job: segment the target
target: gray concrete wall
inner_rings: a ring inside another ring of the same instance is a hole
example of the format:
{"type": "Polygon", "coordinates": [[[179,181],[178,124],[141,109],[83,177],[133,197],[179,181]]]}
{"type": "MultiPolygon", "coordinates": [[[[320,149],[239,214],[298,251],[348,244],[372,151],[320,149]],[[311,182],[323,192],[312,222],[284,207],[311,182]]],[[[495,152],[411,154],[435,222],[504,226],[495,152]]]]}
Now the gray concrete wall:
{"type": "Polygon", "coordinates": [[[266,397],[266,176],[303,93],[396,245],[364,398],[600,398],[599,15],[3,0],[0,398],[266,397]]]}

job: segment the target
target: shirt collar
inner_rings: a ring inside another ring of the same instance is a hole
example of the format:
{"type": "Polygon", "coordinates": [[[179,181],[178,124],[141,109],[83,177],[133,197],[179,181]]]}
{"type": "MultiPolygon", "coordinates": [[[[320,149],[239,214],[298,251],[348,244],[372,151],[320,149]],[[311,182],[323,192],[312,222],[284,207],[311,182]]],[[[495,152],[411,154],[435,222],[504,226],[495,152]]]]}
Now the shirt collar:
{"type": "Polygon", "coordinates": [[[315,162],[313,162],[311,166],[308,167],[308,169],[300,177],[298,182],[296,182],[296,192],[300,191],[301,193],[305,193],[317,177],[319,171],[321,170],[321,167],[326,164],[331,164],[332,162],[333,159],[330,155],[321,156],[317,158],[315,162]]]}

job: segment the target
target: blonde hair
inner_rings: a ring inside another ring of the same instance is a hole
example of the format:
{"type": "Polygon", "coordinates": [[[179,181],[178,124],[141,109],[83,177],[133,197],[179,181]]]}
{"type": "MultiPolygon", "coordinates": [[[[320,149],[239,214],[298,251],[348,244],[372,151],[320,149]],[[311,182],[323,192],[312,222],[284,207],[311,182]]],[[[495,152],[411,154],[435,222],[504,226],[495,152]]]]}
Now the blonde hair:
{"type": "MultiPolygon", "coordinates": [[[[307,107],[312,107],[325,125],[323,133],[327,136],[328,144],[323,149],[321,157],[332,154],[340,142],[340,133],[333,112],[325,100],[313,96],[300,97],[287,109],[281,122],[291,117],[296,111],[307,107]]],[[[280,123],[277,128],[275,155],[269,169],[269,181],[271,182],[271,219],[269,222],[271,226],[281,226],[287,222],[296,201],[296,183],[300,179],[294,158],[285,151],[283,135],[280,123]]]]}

> _What you need to do_:
Reproduce each of the entries exactly, omitting none.

> _Response box_:
job: segment the target
target: gray concrete wall
inner_rings: a ring inside another ring of the same instance is a hole
example of the format:
{"type": "Polygon", "coordinates": [[[179,181],[178,124],[141,109],[83,177],[133,197],[179,181]]]}
{"type": "MultiPolygon", "coordinates": [[[[320,149],[239,214],[298,251],[348,244],[372,151],[320,149]],[[311,182],[323,192],[312,222],[284,207],[311,182]]],[[[495,152],[411,154],[435,222],[504,226],[495,152]]]]}
Now the gray concrete wall:
{"type": "Polygon", "coordinates": [[[266,397],[266,176],[303,93],[396,245],[364,398],[600,398],[599,15],[3,0],[0,398],[266,397]]]}

job: segment the target
target: shirt collar
inner_rings: a ring inside another ring of the same instance is a hole
example of the format:
{"type": "Polygon", "coordinates": [[[179,181],[178,124],[141,109],[83,177],[133,197],[179,181]]]}
{"type": "MultiPolygon", "coordinates": [[[[320,149],[239,214],[298,251],[348,244],[372,151],[320,149]],[[311,182],[323,192],[312,222],[284,207],[311,182]]],[[[495,152],[411,154],[435,222],[504,226],[495,152]]]]}
Now the shirt collar:
{"type": "Polygon", "coordinates": [[[315,162],[313,162],[311,166],[308,167],[308,169],[300,177],[298,182],[296,182],[296,192],[300,191],[301,193],[305,193],[317,177],[319,171],[321,170],[321,167],[326,164],[331,164],[332,162],[333,159],[330,155],[321,156],[317,158],[315,162]]]}

job: segment the target
target: blonde hair
inner_rings: a ring inside another ring of the same instance is a hole
example of the format:
{"type": "Polygon", "coordinates": [[[179,181],[178,124],[141,109],[83,177],[133,197],[179,181]]]}
{"type": "MultiPolygon", "coordinates": [[[[320,149],[239,214],[298,251],[348,244],[372,151],[320,149]],[[311,182],[323,192],[312,222],[284,207],[311,182]]],[[[495,152],[411,154],[435,222],[504,226],[495,152]]]]}
Now the blonde hair:
{"type": "MultiPolygon", "coordinates": [[[[307,107],[312,107],[325,125],[323,133],[327,136],[328,144],[323,149],[321,157],[332,154],[340,142],[340,133],[333,112],[325,100],[313,96],[300,97],[287,109],[281,122],[291,117],[296,111],[307,107]]],[[[280,123],[277,128],[275,155],[269,169],[269,181],[271,182],[271,219],[269,222],[271,226],[281,226],[287,222],[296,201],[296,183],[300,179],[294,158],[285,151],[283,135],[280,123]]]]}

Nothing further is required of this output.